Work instructions — Rewrite the records below, replacing "ring" with "loop" everywhere and keeping everything else unchanged. Omit the pictures from your answer.

Dataset content —
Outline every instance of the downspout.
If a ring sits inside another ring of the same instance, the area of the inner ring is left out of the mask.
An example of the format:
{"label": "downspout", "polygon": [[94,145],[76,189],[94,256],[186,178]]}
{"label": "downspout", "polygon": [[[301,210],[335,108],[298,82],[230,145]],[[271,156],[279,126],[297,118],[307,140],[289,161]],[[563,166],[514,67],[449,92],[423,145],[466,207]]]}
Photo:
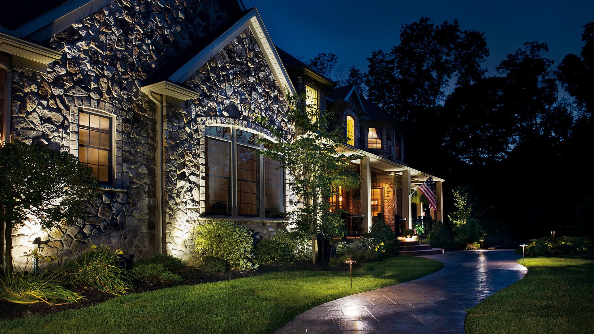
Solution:
{"label": "downspout", "polygon": [[[157,115],[155,117],[157,119],[157,138],[155,140],[155,143],[157,145],[157,152],[155,152],[155,167],[156,169],[155,172],[155,197],[156,197],[157,205],[155,210],[155,217],[157,219],[157,225],[159,226],[157,232],[157,238],[159,238],[159,254],[165,254],[167,253],[165,240],[165,225],[163,223],[165,219],[163,219],[163,193],[165,189],[165,185],[163,183],[163,164],[164,159],[163,155],[163,109],[165,108],[165,97],[159,94],[154,94],[154,95],[153,94],[153,91],[150,90],[148,91],[147,95],[148,95],[148,98],[157,105]],[[159,99],[155,97],[155,95],[159,97]]]}
{"label": "downspout", "polygon": [[[11,124],[11,115],[12,114],[11,106],[12,105],[12,68],[8,64],[0,61],[0,67],[6,70],[6,81],[4,83],[4,88],[6,90],[6,96],[4,96],[4,105],[2,106],[4,114],[2,119],[0,122],[2,123],[2,136],[0,141],[3,143],[10,143],[10,131],[12,128]],[[2,92],[4,93],[4,92]],[[6,263],[4,259],[4,245],[6,242],[4,240],[4,229],[6,228],[4,222],[0,226],[0,231],[2,232],[2,237],[0,238],[0,255],[2,257],[2,267],[6,267]]]}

Reply —
Outline every instance of the downspout.
If a loop sits inside another loop of the same instance, the area of the inner loop is left out of the mask.
An example of the format:
{"label": "downspout", "polygon": [[94,145],[76,189],[94,256],[186,178]]}
{"label": "downspout", "polygon": [[[301,210],[335,108],[298,82],[230,145]],[[271,156],[279,126],[297,118],[307,140],[289,161]],[[563,166],[514,67],[449,92],[423,145],[466,207]]]}
Photo:
Solution:
{"label": "downspout", "polygon": [[[157,115],[155,117],[157,119],[157,138],[155,140],[155,143],[157,145],[157,152],[155,152],[155,167],[156,169],[155,172],[155,197],[156,197],[157,205],[155,210],[155,217],[157,219],[157,225],[159,226],[157,232],[157,238],[159,238],[159,254],[165,254],[167,253],[165,240],[165,225],[163,223],[165,219],[163,219],[163,193],[165,189],[165,185],[163,183],[163,164],[164,159],[163,155],[163,109],[165,108],[165,97],[159,94],[154,94],[154,95],[153,94],[153,91],[150,90],[148,91],[147,95],[148,95],[148,98],[157,105]],[[159,99],[155,97],[155,95],[159,97]]]}
{"label": "downspout", "polygon": [[[11,124],[11,115],[12,114],[11,106],[12,105],[12,68],[8,64],[0,61],[0,67],[6,70],[6,81],[4,83],[4,88],[6,90],[6,96],[4,96],[4,105],[2,106],[4,114],[2,119],[0,122],[2,123],[2,136],[0,141],[3,143],[10,143],[10,131],[12,128]],[[2,92],[4,93],[4,92]],[[6,263],[4,259],[4,245],[6,242],[4,240],[4,229],[6,228],[4,222],[0,226],[0,231],[2,232],[2,237],[0,238],[0,255],[2,257],[2,267],[6,267]]]}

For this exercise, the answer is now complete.